DC Cab Drivers Still Up to No Good

Let me start off by saying, "Preach on, brother. Preach on." A pro-DC blogger, David Alpert, was getting the moron treatment from a cabbie and Alpert handled it by the book. When a cab driver refused to drive him to an undesirable location, Alpert called the Passenger Rights hotline and asked for the driver's license number. When the driver refused to let him see his information, Alpert ended up on with a supervisor. And by supervisor, I mean Leon Swain. The guy in charge of the whole shebang.

Alpert got his ride and it was made clear that the driver was going to be in the doghouse.

So, congratulations to David Alpert for doing everything by the book. But I can't shake the feeling that he still doesn't quite understand the problem. First the cabbie fucked up by refusing to drive Alpert where he wanted to go in the city after he got into the cab. Then he doubly fucked up by refusing to let Alpert see his information. Then he triply fucked up by telling Swain that he didn't want to drive Alpert unless he got the fare in advance. Drivers can do that, but that wasn't the issue at hand. So three fuck-ups. Major ones. And Alpert admits he's heard of these horror stories through the Internets.

__TASKS__.
1. Using the post about DC cab drivers, explain in one to three sentences why Alpert ended up speaking with a supervisor.
2. According to the post about DC cab drivers, who was the supervisor Alpert spoke with?
3. Print the passage from the post about DC cab drivers between "Alpert got his" and "through the Internets.", inclusive.
The listing that comes next is taken from a separate source.

[Source data]
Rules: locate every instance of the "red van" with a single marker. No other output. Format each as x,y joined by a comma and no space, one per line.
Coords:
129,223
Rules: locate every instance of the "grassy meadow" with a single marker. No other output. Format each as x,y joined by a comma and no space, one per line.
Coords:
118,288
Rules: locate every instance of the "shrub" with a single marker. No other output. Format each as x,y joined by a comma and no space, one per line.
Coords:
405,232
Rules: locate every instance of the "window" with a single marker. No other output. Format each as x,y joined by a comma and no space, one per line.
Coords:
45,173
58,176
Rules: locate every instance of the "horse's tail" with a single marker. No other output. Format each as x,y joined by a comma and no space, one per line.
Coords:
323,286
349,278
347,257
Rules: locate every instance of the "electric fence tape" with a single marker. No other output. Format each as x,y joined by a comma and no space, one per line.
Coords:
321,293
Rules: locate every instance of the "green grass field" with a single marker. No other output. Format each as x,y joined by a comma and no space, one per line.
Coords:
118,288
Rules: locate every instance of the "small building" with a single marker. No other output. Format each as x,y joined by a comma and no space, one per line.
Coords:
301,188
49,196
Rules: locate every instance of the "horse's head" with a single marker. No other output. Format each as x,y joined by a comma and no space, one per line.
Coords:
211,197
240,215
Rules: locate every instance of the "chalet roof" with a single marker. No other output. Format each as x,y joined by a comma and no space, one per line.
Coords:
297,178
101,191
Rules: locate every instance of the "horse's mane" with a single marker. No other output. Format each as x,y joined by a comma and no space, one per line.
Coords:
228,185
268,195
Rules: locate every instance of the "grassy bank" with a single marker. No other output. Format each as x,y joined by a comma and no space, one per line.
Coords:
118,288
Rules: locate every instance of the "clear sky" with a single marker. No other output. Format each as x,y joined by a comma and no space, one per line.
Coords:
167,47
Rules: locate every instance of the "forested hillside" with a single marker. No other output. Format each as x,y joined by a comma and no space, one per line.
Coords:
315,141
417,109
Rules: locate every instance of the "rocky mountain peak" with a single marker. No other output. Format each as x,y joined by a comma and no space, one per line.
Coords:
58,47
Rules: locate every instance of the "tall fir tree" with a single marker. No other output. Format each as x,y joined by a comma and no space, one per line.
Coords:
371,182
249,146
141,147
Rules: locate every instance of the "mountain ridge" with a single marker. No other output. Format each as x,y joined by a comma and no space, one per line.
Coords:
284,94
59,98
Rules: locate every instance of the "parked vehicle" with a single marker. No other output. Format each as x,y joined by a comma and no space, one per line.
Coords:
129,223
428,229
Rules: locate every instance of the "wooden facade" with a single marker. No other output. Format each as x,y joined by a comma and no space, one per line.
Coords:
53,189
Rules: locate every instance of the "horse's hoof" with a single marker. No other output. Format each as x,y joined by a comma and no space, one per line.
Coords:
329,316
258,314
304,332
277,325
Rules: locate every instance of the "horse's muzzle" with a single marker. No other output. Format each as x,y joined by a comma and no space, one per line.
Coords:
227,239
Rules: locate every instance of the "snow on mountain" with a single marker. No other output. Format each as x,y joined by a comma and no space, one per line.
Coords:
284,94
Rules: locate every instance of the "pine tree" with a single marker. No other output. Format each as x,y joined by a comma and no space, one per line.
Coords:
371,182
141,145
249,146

__THE RESULTS__.
1. After the driver refused to take him to his destination, Alpert called the Passenger Rights hotline and asked for the driver's license number. When the driver refused to let him see his information, Alpert ended up on the line with a supervisor, Leon Swain.

2. Leon Swain, the man in charge of the whole operation.

3.
Alpert got his ride and it was made clear that the driver was going to be in the doghouse.

So, congratulations to David Alpert for doing everything by the book. But I can't shake the feeling that he still doesn't quite understand the problem. First the cabbie fucked up by refusing to drive Alpert where he wanted to go in the city after he got into the cab. Then he doubly fucked up by refusing to let Alpert see his information. Then he triply fucked up by telling Swain that he didn't want to drive Alpert unless he got the fare in advance. Drivers can do that, but that wasn't the issue at hand. So three fuck-ups. Major ones. And Alpert admits he's heard of these horror stories through the Internets.